→ What you are asked to do
Could you write out the stretch of the listing from the line containing "One marker belongs on each instance of the red" through the end of the listing, both ends included, keeping the request lines and adding 108 to every x and y coordinate in the answers?

### Entries provided

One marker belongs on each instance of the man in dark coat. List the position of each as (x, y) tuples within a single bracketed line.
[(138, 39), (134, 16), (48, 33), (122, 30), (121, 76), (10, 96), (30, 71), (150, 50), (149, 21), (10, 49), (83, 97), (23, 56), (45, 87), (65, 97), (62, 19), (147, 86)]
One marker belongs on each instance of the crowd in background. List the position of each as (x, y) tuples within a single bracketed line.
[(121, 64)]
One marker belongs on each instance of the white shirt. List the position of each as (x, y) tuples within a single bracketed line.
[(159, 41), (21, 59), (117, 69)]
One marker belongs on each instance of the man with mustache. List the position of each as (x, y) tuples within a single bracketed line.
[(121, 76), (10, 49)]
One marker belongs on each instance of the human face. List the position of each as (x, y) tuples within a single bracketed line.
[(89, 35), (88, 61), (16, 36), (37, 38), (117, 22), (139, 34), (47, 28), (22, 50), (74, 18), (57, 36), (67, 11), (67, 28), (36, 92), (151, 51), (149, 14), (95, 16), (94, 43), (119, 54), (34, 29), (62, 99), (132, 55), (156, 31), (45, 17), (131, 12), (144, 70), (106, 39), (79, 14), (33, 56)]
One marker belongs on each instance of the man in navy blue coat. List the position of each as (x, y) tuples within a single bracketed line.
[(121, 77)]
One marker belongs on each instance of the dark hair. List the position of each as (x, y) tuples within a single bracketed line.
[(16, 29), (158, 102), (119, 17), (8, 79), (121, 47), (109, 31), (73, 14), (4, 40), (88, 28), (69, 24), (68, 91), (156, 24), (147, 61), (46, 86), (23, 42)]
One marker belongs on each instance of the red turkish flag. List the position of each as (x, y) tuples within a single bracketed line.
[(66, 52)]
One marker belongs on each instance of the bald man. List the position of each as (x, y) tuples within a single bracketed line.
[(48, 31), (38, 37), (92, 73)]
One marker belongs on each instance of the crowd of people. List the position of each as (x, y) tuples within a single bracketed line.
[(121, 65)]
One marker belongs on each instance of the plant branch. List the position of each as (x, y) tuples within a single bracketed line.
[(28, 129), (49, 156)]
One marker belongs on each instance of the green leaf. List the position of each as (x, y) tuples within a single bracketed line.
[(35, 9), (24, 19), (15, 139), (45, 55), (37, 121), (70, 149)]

######

→ Task solution
One marker belongs on each instance of the red turkish flag. List the position of each as (x, y) tuples within a single bracketed line.
[(174, 160)]
One marker belongs on each instance of the bald man. List the position of each as (x, y) tuples within a single bracketed line.
[(156, 139), (146, 145), (200, 181)]
One marker belongs on each instance of the crowd of people. List the position of each as (x, y) tuples within a single bracketed line.
[(229, 173)]
One marker belongs on each instance of the plant branch. List the position of each as (x, y) tuples within a single bracketed line.
[(136, 237), (157, 264)]
One marker belongs on each instance of the green leaf. List the position of each as (x, y) tuples within a single bracketed line.
[(143, 117), (132, 127), (123, 247), (153, 163), (145, 229), (178, 257)]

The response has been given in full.